→ **List of tasks**
**A.** According to the study discussion on human milk for eczema, in how many of the 28 milk samples were bacteria found?
**B.** In the study discussion on human milk for eczema, why do the authors conclude that applying fresh mother's milk caused no iatrogenic infections?

→ **Passage shown**
◇ ◇ ◇
Topical Treatment With Fresh Human Milk Versus Emollient on Atopic Eczema Spots in Young Children

A Small, Randomized, Split Body, Controlled, Blinded Pilot Study

Teresa Løvold Berents; Jørgen Rønnevig; Elisabeth Søyland; Peter Gaustad; Gro Nylander; Beate Fossum Løland

Disclosures

BMC Dermatol. 2015;15(7) 

In This Article

Discussion

In this small, split body controlled randomized pilot study of human milk and emollient applied topically on eczema spots in six children, no effect was found on eczema spots treated with the topical application of fresh human milk. In two of five children with persistent eczema lesions during the study, there was less involvement of the human milk treated area compared to the emollient area at study end compared to baseline. However, the opposite was found in three children.

There are few studies looking at the effect of human milk on eczema. One study of children with diaper dermatitis examined the effect of applying human milk after each breastfeeding or hydrocortisone 1% ointment twice a day, detecting after one week an effect of human milk comparable to that of hydrocortisone.[9] The application frequency was higher than in our study, but we still believe that an application rate of three times a day would be enough to show an effect of human milk, after four weeks of treatment.

There are many theoretical indications of how human milk can be effective on eczema lesions. One aspect of atopic disease is the type 2 helper T cell (Th2) dysbalance with production of interleukin- 4 (IL-4), IL-5, and IL-13 in the acute phase. In the chronic phase there is a Th1/Th0 dominance with production of interferon-γ, IL-2, IL-5 and granulocyte-macrophage colony-stimulating factor.[2] Of interest, therefore, are findings from an animal model, where the effect of human colostrum used locally on an acute inflammatory process was shown to be as potent as oral indomethacin and superior to oral dexamethasone at suppressing polymorphonuclear leukocyte influx.[14,15] In humans, the milk contains, among a wide variety of biologically active hormones, glucocorticoids. These are transferred from plasma to the milk in levels fairly highly correlated (in the .6-.7 range).[16]

Milk samples from healthy donors have revealed bacteria in 10–23% of the samples.[17] In the present study, bacteria were found in three of 28 samples; 11%. In one child only (child number five), S. aureus was found once in both the eczema spot and in the milk. Clinically, however, the eczema was not infected, and this child had S. aureus on both eczema lesions at every visit. This suggests that no iatrogenic infections due to application of fresh mothers milk occurred. Surprisingly, S. aureus was found in the intervention area but not in the control area on four occasions in three different children. One speculation might be that the preservative (eg. phenoxyethanol) in the emollient had some antimicrobial effect when applied alone.
◇ ◇ ◇
(Records from a data source)
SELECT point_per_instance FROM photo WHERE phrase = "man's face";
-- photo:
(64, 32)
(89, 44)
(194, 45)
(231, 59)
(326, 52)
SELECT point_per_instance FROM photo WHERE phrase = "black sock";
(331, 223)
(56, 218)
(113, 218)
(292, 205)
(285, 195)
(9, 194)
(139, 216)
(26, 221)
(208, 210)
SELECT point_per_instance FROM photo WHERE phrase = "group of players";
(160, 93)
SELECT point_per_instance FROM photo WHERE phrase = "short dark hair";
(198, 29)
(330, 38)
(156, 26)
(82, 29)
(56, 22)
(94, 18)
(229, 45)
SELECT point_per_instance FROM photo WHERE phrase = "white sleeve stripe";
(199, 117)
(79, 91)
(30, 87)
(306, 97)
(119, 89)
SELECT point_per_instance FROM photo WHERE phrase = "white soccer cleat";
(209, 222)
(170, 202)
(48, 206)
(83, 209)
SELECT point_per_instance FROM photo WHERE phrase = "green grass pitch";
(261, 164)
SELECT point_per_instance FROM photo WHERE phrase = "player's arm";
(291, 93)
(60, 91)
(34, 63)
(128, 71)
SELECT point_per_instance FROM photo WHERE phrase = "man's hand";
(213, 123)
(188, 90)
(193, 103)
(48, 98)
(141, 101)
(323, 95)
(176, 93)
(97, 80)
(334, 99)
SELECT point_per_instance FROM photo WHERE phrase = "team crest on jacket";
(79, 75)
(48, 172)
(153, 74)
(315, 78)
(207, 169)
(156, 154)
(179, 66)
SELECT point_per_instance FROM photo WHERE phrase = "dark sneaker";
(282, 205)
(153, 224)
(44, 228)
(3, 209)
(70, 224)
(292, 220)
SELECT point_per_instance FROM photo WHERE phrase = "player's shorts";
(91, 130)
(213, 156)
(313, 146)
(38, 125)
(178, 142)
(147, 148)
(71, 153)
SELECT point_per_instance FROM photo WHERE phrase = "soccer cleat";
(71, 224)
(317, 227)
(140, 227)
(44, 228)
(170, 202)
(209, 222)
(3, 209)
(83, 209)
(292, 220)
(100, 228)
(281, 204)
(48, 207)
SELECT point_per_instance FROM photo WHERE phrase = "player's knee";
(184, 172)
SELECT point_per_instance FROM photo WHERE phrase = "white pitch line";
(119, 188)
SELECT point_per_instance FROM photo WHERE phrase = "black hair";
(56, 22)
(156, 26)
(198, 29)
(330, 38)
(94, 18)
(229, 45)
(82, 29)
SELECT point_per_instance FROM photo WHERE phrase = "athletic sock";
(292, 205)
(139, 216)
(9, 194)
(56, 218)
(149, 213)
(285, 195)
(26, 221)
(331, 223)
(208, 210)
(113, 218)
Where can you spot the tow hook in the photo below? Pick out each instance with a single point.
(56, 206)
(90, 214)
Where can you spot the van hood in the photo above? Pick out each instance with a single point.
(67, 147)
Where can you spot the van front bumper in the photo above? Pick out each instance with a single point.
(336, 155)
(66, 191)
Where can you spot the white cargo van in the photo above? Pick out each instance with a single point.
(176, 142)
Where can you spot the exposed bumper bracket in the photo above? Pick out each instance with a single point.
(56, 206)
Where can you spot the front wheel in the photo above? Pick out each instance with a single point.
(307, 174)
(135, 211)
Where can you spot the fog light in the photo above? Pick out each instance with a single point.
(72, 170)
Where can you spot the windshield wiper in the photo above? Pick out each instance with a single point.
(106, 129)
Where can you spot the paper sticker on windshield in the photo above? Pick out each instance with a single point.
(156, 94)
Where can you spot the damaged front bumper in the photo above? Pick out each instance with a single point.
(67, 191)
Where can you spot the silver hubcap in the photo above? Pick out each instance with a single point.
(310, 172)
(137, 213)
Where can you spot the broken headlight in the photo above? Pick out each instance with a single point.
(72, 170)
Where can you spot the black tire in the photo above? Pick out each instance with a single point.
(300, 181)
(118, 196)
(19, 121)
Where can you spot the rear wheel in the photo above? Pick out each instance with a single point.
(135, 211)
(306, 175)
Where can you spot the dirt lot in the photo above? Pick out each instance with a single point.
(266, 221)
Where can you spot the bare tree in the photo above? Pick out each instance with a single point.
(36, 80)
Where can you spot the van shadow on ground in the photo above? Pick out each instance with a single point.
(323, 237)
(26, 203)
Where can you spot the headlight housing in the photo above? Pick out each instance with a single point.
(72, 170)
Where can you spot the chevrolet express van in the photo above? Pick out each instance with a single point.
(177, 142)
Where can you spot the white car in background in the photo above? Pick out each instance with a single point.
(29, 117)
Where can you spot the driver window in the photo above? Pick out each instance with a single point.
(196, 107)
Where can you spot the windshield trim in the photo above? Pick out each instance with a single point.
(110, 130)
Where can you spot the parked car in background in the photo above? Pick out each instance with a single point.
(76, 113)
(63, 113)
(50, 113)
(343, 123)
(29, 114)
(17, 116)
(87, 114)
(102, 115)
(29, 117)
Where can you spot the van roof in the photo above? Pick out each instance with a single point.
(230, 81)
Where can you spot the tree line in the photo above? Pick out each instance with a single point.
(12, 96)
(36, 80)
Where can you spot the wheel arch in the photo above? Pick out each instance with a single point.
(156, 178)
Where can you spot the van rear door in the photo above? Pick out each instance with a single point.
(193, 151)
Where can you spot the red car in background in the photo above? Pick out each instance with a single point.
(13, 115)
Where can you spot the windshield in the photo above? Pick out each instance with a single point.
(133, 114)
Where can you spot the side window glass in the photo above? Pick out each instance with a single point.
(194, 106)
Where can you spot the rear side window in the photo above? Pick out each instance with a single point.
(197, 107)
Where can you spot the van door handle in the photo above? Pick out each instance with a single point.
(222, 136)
◇ ◇ ◇
→ **Task-by-task solutions**
**A.** Bacteria were found in three of the 28 samples, or 11%.

**B.** S. aureus was found in both the eczema spot and the milk in only one child, child number five. That child's eczema was not clinically infected, and S. aureus was on both eczema lesions at every visit, so the milk was not the source of an infection.